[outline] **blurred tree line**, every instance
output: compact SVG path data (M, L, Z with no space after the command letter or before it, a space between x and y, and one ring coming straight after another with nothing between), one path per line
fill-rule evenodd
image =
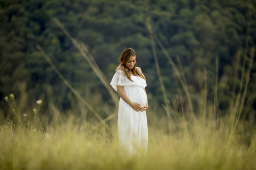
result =
M217 69L217 100L220 108L228 108L234 97L233 88L236 94L240 91L243 58L246 69L255 46L256 1L150 0L147 3L154 31L185 75L193 101L199 102L205 84L208 99L213 100ZM72 36L86 45L109 82L121 52L133 48L138 56L138 66L146 78L150 104L160 105L163 99L145 24L144 8L143 1L1 0L1 108L4 108L3 98L9 94L19 97L21 83L26 84L23 88L28 103L40 98L44 106L51 103L64 112L75 108L76 97L42 57L36 44L99 113L104 114L102 107L113 105L89 64L53 21L55 18ZM176 94L184 92L159 46L156 52L168 99L174 103ZM248 99L254 94L250 108L254 114L255 69L254 62L246 96Z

---

## WRITTEN TASK
Rewrite the items above with "blurred tree line" changed to "distant hillside" and everything else left as it is. Omit the pictures from your answer.

## REPLY TO THE EXERCISE
[outline] **distant hillside**, every instance
output: compact SVG path data (M, L, Z with no space after the command letter or before it, a space between x and y, and one ring coming straight after another with nothing between), one path per line
fill-rule evenodd
image =
result =
M217 69L217 100L220 108L228 108L234 97L233 88L236 94L240 91L243 58L246 69L255 46L256 1L150 0L147 3L154 31L185 75L193 101L199 102L205 84L208 99L213 100ZM72 36L86 45L109 82L121 52L133 48L138 56L138 66L146 78L150 104L160 105L163 99L145 24L144 8L143 1L1 0L1 108L4 108L3 98L9 94L19 97L21 83L26 84L23 88L28 103L40 98L44 106L51 103L64 112L75 108L76 97L42 57L36 44L99 113L104 114L102 107L113 105L89 64L53 21L55 18ZM176 94L184 92L159 46L156 52L168 99L174 103ZM248 99L254 94L250 108L254 114L255 69L254 62L246 96Z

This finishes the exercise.